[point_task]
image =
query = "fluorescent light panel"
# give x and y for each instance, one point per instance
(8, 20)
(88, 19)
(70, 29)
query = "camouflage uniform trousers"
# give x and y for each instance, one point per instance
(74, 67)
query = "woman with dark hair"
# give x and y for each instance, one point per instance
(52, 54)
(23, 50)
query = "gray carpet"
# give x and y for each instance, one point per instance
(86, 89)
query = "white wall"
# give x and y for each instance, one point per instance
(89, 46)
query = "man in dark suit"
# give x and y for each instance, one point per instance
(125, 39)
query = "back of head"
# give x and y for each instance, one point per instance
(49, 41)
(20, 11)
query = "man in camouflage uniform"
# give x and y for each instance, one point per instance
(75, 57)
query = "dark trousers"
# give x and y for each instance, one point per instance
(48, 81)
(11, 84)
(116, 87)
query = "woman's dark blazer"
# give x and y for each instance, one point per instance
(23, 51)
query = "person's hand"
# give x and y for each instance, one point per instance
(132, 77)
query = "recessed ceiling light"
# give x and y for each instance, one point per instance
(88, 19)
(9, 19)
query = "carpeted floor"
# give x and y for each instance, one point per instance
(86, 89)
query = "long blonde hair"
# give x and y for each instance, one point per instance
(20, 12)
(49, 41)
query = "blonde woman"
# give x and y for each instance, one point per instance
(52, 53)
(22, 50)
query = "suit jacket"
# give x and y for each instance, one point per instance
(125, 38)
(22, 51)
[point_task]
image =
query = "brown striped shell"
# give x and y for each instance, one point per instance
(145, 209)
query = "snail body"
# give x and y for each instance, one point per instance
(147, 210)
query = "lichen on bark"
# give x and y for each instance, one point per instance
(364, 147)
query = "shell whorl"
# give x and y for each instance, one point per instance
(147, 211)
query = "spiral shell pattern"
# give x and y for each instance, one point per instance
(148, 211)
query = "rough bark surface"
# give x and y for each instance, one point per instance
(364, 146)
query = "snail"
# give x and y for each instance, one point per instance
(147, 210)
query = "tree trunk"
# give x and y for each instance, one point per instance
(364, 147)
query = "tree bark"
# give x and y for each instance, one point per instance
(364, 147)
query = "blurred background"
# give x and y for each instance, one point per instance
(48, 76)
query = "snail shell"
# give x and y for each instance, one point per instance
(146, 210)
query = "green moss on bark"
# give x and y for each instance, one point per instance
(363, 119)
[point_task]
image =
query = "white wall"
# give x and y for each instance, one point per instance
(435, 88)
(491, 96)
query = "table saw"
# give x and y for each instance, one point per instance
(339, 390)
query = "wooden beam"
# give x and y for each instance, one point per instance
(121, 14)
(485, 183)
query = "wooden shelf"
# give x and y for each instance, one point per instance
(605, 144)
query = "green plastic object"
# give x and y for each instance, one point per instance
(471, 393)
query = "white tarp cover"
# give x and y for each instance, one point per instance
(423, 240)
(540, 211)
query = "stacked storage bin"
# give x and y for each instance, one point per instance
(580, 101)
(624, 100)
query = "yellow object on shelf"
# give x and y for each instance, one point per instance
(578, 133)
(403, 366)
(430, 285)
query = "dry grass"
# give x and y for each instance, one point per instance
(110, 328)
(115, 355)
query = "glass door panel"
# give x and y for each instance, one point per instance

EXERCISE PROMPT =
Exactly reproduce the material above.

TASK RESULT =
[point_task]
image =
query = "fluorescent light panel"
# give x and y for each instance, one point per instance
(8, 20)
(88, 19)
(70, 29)
query = "camouflage uniform trousers"
# give x and y for each instance, one point per instance
(74, 67)
query = "woman with dark hair"
# give x and y for each instance, one point per instance
(52, 54)
(23, 50)
query = "gray carpet"
# give x and y for each instance, one point per instance
(86, 89)
query = "white wall"
# give x and y for each instance, one point per instance
(89, 46)
query = "man in dark suit"
# give x and y for each instance, one point per instance
(125, 39)
query = "back of head"
# give x and y for each instance, one point per instance
(49, 41)
(20, 11)
query = "man in camouflage uniform"
# give x and y for each instance, one point per instance
(75, 57)
query = "dark trousers"
# give x and y for each instance, one point per instance
(48, 81)
(11, 84)
(116, 87)
query = "woman's dark blazer"
# give x and y for each instance, one point per instance
(23, 51)
query = "person's hand"
# give x and y for each instance, one point per instance
(132, 77)
query = "recessed ceiling light"
# give x and y for each instance, one point per instance
(88, 19)
(9, 19)
query = "carpeted floor"
# give x and y for each instance, one point per instance
(86, 89)
query = "long blonde hair"
# give x and y for each instance, one point per instance
(20, 12)
(49, 41)
query = "blonde woman"
# give x and y for each instance, one point per instance
(52, 53)
(22, 50)
query = "suit jacket"
# give x and y for each instance, one point per instance
(125, 38)
(22, 51)
[point_task]
image =
query = "brown striped shell"
# give x and y for each instance, one point per instance
(145, 209)
query = "snail body"
# give x and y for each instance, one point per instance
(147, 210)
query = "lichen on bark"
# give x and y for each instance, one point per instance
(364, 147)
query = "shell whorl"
# give x and y for each instance, one point per instance
(147, 211)
query = "spiral shell pattern"
# give x and y for each instance, one point per instance
(148, 211)
query = "rough bark surface"
# give x and y for each instance, one point per instance
(364, 146)
query = "snail"
# give x and y for each instance, one point per instance
(147, 210)
query = "tree trunk"
# give x and y for each instance, one point per instance
(364, 147)
query = "tree bark"
# give x and y for each instance, one point per instance
(364, 147)
query = "blurred background"
# give x and y for each instance, one point per instance
(48, 76)
query = "snail shell"
# give x and y for each instance, one point per instance
(146, 210)
query = "green moss on bark"
# give x and y for each instance, one point per instance
(363, 119)
[point_task]
image =
query = "white wall"
# give x and y for each instance, one point per instance
(435, 88)
(491, 96)
query = "table saw"
# give x and y for each instance, one point per instance
(339, 390)
query = "wooden beam"
# give x and y for each instance, one point per instance
(121, 14)
(485, 183)
query = "wooden shelf"
# give x and y for each instance, one point per instance
(605, 144)
query = "green plastic object"
# give x and y for each instance, one point per instance
(471, 393)
query = "white tarp cover"
# give x and y for each instance, one point per instance
(423, 240)
(540, 211)
query = "stacked storage bin"
# give x and y for each instance, one point per instance
(580, 101)
(624, 100)
query = "yellow object on shelf"
# give x and y for each instance, one point per instance
(578, 133)
(403, 366)
(430, 285)
query = "dry grass"
# give x and y for each instance, one point per instance
(110, 328)
(115, 355)
query = "glass door panel"
# give x and y for each instance, one point per instance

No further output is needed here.